_Materials provided_
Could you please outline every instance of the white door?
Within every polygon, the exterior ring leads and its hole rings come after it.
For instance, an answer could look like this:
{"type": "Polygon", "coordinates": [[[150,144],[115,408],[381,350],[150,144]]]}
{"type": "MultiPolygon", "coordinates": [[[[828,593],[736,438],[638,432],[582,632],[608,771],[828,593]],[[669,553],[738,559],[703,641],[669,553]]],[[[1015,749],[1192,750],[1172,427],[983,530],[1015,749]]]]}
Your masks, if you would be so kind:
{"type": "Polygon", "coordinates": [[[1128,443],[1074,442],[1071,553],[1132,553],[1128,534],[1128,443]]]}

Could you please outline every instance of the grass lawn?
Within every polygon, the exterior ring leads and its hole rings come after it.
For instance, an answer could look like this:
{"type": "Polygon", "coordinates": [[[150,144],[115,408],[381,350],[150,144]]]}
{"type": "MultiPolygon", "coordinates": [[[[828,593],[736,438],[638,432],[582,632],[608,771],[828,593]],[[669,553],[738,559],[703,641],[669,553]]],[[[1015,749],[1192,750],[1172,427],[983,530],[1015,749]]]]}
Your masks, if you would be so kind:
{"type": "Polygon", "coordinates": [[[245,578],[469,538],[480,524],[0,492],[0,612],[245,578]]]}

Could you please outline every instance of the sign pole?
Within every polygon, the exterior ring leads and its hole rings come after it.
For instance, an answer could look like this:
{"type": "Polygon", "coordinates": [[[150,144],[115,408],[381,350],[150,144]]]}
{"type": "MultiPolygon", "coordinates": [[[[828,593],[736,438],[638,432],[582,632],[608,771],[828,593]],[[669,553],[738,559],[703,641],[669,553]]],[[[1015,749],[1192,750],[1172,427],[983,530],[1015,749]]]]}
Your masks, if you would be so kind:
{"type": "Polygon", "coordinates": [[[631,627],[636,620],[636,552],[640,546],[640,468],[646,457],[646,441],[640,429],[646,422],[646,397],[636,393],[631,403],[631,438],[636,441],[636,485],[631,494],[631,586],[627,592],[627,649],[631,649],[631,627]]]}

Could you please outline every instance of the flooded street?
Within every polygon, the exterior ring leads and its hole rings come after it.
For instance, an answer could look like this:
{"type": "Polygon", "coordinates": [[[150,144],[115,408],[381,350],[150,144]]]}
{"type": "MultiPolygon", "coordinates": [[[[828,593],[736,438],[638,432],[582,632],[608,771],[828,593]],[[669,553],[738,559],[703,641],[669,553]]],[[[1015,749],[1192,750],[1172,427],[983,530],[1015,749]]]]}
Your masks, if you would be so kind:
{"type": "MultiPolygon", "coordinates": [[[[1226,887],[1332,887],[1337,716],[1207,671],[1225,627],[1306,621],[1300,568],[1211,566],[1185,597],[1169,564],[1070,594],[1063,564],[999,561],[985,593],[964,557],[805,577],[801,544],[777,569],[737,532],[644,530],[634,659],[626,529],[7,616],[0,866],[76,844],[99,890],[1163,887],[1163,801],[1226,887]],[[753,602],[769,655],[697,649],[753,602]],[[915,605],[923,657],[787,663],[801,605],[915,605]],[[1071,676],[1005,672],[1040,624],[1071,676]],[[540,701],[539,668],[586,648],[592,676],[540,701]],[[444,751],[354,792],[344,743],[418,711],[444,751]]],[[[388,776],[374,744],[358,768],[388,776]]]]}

_Required task_
Set out every line of the records above as a Markdown table with two columns, Number and Entry. Number the rows and omit blank lines.

_Expected answer_
| Number | Entry |
|---|---|
| 1 | Could you please outline every instance of the white door? |
| 2 | Within every polygon, the exterior ring leads and its hole rings come after it. |
| 3 | For instance, an answer could look like this: |
| 4 | {"type": "Polygon", "coordinates": [[[150,144],[115,408],[381,350],[150,144]]]} |
| 5 | {"type": "MultiPolygon", "coordinates": [[[[828,593],[736,438],[638,432],[582,632],[608,771],[828,593]],[[669,553],[738,559],[703,641],[669,553]]],[[[1015,749],[1192,750],[1172,427],[983,530],[1015,749]]]]} |
| 6 | Your masks, if you would be so kind: |
| 7 | {"type": "Polygon", "coordinates": [[[1128,443],[1074,442],[1071,553],[1132,553],[1128,534],[1128,443]]]} |
| 8 | Could you please outline every instance of the grass lawn? |
| 9 | Within every polygon, the exterior ring leads and its hole rings come after it. |
| 10 | For instance, an answer could look like this: |
| 11 | {"type": "Polygon", "coordinates": [[[150,144],[115,408],[381,350],[150,144]]]} |
| 12 | {"type": "MultiPolygon", "coordinates": [[[[828,593],[736,438],[638,432],[582,632],[608,771],[828,593]],[[669,553],[738,559],[703,641],[669,553]]],[[[1015,749],[1192,750],[1172,427],[983,530],[1015,749]]]]} |
| 13 | Your masks, if you would be so kind: |
| 14 | {"type": "Polygon", "coordinates": [[[245,578],[469,538],[480,524],[0,492],[0,612],[245,578]]]} |
| 15 | Could you please outline every instance of the sign pole? |
| 16 | Within every polygon, the exterior ring leads and its hole rings come after it. |
| 17 | For instance, an answer could look like this: |
| 18 | {"type": "Polygon", "coordinates": [[[150,144],[115,408],[381,350],[150,144]]]} |
| 19 | {"type": "MultiPolygon", "coordinates": [[[[828,593],[736,438],[638,432],[582,632],[608,771],[828,593]],[[669,553],[738,559],[703,641],[669,553]]],[[[1015,749],[1192,750],[1172,427],[983,530],[1015,749]]]]} |
| 20 | Your masks, if you would be so kind: |
| 21 | {"type": "Polygon", "coordinates": [[[631,627],[636,620],[636,552],[640,546],[640,468],[646,457],[646,441],[640,429],[646,422],[646,397],[636,393],[631,403],[631,438],[636,441],[636,485],[631,494],[631,586],[627,592],[627,649],[631,649],[631,627]]]} |
| 22 | Could you please outline every instance of the flooded street? |
| 23 | Within every polygon, the exterior ring leads and its hole rings come after it. |
| 24 | For instance, an answer could look like this: |
| 25 | {"type": "Polygon", "coordinates": [[[150,144],[115,408],[381,350],[150,144]]]} |
| 26 | {"type": "MultiPolygon", "coordinates": [[[[828,593],[736,438],[638,432],[582,632],[608,771],[828,593]],[[669,553],[738,559],[703,641],[669,553]]],[[[1015,749],[1192,750],[1172,427],[983,530],[1015,749]]]]} |
| 27 | Your masks, if you would be so kind: |
| 28 | {"type": "MultiPolygon", "coordinates": [[[[1226,887],[1332,887],[1337,716],[1207,671],[1225,627],[1306,621],[1300,568],[1211,566],[1185,597],[1169,564],[1070,594],[1063,564],[999,561],[985,593],[964,557],[805,577],[801,544],[777,569],[737,532],[644,530],[634,659],[626,529],[7,616],[0,866],[76,844],[99,890],[1163,887],[1163,801],[1226,887]],[[753,602],[769,655],[697,649],[753,602]],[[915,605],[923,657],[787,663],[801,605],[915,605]],[[1071,676],[1005,672],[1040,624],[1071,676]],[[540,701],[539,668],[586,648],[592,676],[540,701]],[[444,751],[354,792],[344,743],[418,711],[444,751]]],[[[388,776],[374,744],[358,768],[388,776]]]]} |